日台分離70年―知るべき「戦後台湾」悲劇の時代
2015/10/28/Wed
■今も中華民族主義の反日宣伝を試みる国民党
今年は一九四五年の終戦から七十周年だから、日本と台湾の分離七十周年でもある。

1945年10月25日、中華民国に降伏する安藤利吉第十方面軍司令官兼台湾総督

かくて一方的に台湾領有を宣言した中華民国は、この不法行為を「台湾光復」と呼んで
正当化した
あの年の十月二十五日、連合国最高司令官の命令に基づき台湾へ進駐した中国(当時は中華民国)の軍隊、つまり国民党軍は現地の日本軍の降伏を受け入れた際、どさくさに紛れて台湾の領土編入を一方的に宣言して支配を開始。かくして日本の台湾支配は終焉した。
国民党はこの台湾編入を、抗日戦争の勝利がもたらした「光復」(台湾への中国への復帰)だと美化し、台湾支配を正当化する宣伝を行って来た。そして今年はいよいよ「抗日戦争勝利・台湾光復七十周年」ということで、国民党政権は盛んに記念行事を展開したのである。馬英九総統などは「抗戦勝利がなければ台湾光復はなかった。台湾光復がなければ今日の繁栄も民主主義もない」などと繰り返し強調した。
そして、李登輝元総統が「そもそも抗日というが、七十年前まで日本と台湾は同じ国。台湾が日本と戦ったという事実もない。われわれ紛れもなく日本人として、祖国のために戦った」などと台湾の歴史の事実を振り返るや、馬英九氏は直ちに怒りをあらわにし、「台湾を売り飛ばし、人民を辱め、自分自身をも卑しめる媚日言論だ。直ちに撤回して謝罪すべき」などと批判した。
誰も否定できない史実を語っただけにかかわらず、このような異常なまでにヒステリックな反応を見よ。国民党の「七十周年」記念の動きが、中華民族主義を高揚させるための前時代的な洗脳宣伝工作であることがよくわかる。

▶ 提供資料:

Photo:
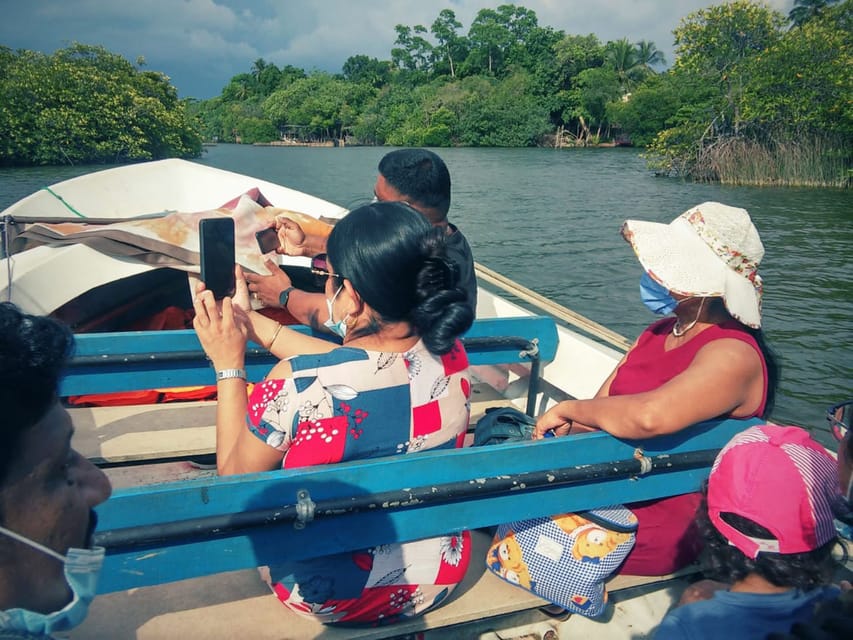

▶ 作業指示:
• 1. 日台分離七十年についての文章を読み、次の問いに答えてください。
(a) 国民党軍は誰の命令に基づいて台湾へ進駐しましたか。
(b) 国民党は台湾の編入を何と呼んで美化しましたか。
(c) 馬英九氏は李登輝元総統に対し、発言をどうすべきだと求めましたか。
• 2. 日台分離七十年についての文章を、最後の文の続きから書き進めてください。

▶ 課題別の回答:
• 1.
(a) 連合国最高司令官の命令です。
(b) 「光復」と呼びました。
(c) 直ちに撤回して謝罪すべきだと求めました。

• 2.
■「台湾光復」を祝うのは台湾人ではなく中国人

中国出身の馬英九総統。台湾人の無関心ぶりに苛立ちなが
らも、盛んに「抗戦勝利・台湾光復70周年」を宣伝していた
そのような馬英九氏について李登輝氏は、「終戦七十周年を機に、中国の「抗日」(の宣伝活動)と同調することで、中国側の歓心を買おうとしているのだろう」と指摘ている。要するに、国民党政権は中共に迎合し、台湾の中国化に懸命だということなのだろう。
そうした中、台湾紙自由時報が十月十一日に掲載した著名ジャーナリスト、盧世祥氏の「台湾光復の神話を打破せよ」と題する論文が興味深い。
馬英九氏の「抗日戦争勝利→台湾光復→今日の繁栄と民主主義」との論法を「光復三段論」と呼んだ上で、「考え方が偏狭であるだけでなく、台湾人民を主体とする歴史観とは大きな隔たりがある」と批評するとともに、こう述べている。
―――「光復」とは、「失った台湾を取り戻す」という意味で、中国史観に立った言葉だ。しかし台湾の視点で言えば、それは「戦後、中国の一部にされた」ということを意味する。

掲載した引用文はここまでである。